About this exercise
Nothing beyond the line containing "Target: blurred tree" should be printed; print each line exactly from the first line of the listing below through it.

Material for this exercise

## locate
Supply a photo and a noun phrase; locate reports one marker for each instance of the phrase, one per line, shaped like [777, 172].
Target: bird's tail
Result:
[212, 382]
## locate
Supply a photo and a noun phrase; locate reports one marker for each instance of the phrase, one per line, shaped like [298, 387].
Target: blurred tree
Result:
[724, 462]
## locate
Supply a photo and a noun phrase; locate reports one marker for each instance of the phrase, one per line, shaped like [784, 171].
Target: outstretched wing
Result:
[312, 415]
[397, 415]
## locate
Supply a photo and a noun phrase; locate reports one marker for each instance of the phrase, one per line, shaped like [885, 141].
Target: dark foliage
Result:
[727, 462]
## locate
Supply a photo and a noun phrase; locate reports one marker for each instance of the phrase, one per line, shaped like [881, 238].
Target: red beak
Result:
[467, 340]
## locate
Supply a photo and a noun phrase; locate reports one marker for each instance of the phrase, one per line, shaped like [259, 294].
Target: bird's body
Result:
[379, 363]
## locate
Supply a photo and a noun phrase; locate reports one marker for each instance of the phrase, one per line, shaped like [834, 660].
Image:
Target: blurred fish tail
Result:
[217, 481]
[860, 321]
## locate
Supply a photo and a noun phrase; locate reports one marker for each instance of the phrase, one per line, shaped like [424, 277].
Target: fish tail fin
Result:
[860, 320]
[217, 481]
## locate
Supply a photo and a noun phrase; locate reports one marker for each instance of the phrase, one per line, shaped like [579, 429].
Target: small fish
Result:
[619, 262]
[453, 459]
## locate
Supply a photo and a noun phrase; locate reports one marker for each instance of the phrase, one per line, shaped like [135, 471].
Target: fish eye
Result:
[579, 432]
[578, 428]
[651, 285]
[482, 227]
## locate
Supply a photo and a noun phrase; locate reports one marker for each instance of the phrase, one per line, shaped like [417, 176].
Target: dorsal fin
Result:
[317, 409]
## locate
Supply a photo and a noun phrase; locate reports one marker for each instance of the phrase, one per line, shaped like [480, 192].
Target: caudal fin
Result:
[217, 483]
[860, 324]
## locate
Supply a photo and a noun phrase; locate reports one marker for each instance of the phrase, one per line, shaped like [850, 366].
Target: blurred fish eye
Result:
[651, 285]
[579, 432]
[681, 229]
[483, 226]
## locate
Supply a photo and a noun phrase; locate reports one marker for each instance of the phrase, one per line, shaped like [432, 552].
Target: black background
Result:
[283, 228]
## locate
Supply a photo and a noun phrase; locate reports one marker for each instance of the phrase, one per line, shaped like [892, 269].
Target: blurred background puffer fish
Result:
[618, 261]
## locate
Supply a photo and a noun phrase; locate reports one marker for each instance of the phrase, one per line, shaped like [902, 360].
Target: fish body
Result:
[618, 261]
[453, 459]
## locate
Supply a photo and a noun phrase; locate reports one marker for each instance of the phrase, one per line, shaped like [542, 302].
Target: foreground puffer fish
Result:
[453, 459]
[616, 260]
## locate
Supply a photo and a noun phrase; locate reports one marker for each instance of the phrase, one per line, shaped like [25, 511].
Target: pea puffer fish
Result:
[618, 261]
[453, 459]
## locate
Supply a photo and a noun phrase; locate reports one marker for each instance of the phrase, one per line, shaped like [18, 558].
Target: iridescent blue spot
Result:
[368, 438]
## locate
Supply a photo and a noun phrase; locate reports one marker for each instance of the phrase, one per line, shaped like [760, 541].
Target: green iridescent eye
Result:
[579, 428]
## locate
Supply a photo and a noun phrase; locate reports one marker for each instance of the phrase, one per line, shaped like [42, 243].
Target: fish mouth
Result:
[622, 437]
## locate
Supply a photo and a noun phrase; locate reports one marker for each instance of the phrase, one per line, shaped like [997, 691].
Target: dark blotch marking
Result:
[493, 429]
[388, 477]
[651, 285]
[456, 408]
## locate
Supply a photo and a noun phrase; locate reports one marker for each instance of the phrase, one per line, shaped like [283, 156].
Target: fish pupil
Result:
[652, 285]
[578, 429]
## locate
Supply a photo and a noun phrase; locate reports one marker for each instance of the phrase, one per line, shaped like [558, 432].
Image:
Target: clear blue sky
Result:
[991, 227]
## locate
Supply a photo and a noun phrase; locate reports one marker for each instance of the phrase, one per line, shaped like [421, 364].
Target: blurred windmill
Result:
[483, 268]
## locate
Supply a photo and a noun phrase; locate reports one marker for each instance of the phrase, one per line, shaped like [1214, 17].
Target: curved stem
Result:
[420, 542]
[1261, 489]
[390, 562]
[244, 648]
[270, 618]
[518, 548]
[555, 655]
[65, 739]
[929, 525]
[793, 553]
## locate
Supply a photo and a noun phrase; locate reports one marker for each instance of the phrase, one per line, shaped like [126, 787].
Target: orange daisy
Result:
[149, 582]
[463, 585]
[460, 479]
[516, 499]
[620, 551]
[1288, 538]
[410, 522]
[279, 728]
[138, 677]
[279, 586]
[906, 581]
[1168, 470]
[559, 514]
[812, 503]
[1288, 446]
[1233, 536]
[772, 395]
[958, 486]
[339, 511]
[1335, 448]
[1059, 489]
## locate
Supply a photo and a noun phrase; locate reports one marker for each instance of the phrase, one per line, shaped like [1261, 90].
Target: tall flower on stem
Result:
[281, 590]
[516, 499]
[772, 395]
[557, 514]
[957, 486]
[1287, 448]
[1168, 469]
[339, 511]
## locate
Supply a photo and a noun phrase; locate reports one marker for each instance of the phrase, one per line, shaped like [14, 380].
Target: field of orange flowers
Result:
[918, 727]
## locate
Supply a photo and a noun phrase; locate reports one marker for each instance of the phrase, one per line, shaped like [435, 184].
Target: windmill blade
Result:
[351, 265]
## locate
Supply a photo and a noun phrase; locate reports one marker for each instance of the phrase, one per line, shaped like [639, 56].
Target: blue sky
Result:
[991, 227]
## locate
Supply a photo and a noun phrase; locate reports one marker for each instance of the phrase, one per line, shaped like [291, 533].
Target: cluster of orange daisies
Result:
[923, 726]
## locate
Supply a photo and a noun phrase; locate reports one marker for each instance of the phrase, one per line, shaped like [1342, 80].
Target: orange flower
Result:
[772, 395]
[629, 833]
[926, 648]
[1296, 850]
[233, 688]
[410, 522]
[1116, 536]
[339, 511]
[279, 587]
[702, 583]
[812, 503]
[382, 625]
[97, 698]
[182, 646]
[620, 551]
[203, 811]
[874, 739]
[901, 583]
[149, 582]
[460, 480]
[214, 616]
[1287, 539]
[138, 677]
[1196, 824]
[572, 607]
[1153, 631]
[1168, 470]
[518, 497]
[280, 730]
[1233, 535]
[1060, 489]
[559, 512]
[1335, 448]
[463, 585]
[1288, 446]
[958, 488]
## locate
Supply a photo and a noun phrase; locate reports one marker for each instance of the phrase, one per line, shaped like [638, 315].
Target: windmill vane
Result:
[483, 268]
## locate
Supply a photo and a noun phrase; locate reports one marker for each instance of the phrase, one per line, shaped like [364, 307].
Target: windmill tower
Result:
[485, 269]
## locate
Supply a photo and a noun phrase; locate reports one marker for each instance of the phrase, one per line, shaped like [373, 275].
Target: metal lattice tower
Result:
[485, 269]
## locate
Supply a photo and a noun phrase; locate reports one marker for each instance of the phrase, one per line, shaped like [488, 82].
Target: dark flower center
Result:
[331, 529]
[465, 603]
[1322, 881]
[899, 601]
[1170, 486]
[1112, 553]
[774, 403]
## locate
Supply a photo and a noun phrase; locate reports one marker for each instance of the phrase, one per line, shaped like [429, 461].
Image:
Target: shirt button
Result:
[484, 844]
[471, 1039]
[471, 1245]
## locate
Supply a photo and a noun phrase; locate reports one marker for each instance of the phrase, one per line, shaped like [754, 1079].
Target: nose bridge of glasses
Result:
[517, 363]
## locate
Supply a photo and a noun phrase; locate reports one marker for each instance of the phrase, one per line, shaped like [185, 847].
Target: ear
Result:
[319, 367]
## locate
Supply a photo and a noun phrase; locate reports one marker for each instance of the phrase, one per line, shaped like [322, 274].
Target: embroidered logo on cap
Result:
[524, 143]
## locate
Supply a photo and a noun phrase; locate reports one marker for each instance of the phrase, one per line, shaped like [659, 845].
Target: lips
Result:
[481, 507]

Worked solution
## locate
Supply a photo and a noun phrase; locate reports one marker for each instance of the phrase, one per line, shaped like [777, 172].
Target: bird's tail
Result:
[212, 382]
## locate
Supply a photo and a noun phrase; locate reports one marker for each instance of the phrase, one per line, shaped like [298, 387].
Target: blurred tree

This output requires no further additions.